» **任务要求**
A – 请把文档节选中的句子“C列为统计结果”译成英语。
B – 根据文档节选，代码按名称读取的是哪个工作表？
C – 判断下列说法是否符合文档节选的内容，每项回答“是”或“否”，并引用原文中起决定作用的字句：(i) 代码用 xlrd 打开 Excel 文件；(ii) 读取停用词时用了 .strip() 方法；(iii) 这篇文章发表于2018年8月31日。

--- 文档节选 ---

美文网首页
Python——对每条评论(每个单元格文本)进行词频统计

Python——对每条评论(每个单元格文本)进行词频统计

作者: 大力SAMA | 来源:发表于2018-08-31 10:29 被阅读0次
    C列为统计结果
    # -*- coding: utf-8 -*-
    """
    Created on Fri Aug 31 08:57:45 2018
    
    @author: Shirley
    """
    
    import xlrd
    import jieba
    from collections import defaultdict
    from openpyxl import load_workbook
    
    stopwords = []
    with open("D:/anaconda/shirleylearn/cipintongji/stopwords.txt","r") as f:
        for stopword in f.readlines():
            stopwords.append(stopword.replace("\n",""))#可以用.strip()方法去掉首位空白符,但要保留空格,所以这里不用
        
    
    path = "D:/anaconda/shirleylearn/cipintongji/wordexample2.xlsx"
    
    myexcel = xlrd.open_workbook(path)
    mysheet = myexcel.sheet_by_name("Sheet1")
    
    n = mysheet.nrows
    #cut_dic = defaultdict(int)
    cutlist = []
    
    #多个循环实现每条评论的词频统计
    for i in range(1,n):
        comment = mysheet.row(i)[1].value#循环获取每条评论
        comment_cut = jieba.lcut(comment)

--- 记录信息 ---

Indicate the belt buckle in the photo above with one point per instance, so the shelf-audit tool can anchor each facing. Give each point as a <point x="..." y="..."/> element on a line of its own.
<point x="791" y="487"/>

---

» **完整解答**
A – Column C holds the statistical results.

B – 代码读取的工作表名为“Sheet1”。

C –
(i) 是。“myexcel = xlrd.open_workbook(path)”
(ii) 否。“但要保留空格,所以这里不用”
(iii) 是。“发表于2018-08-31 10:29”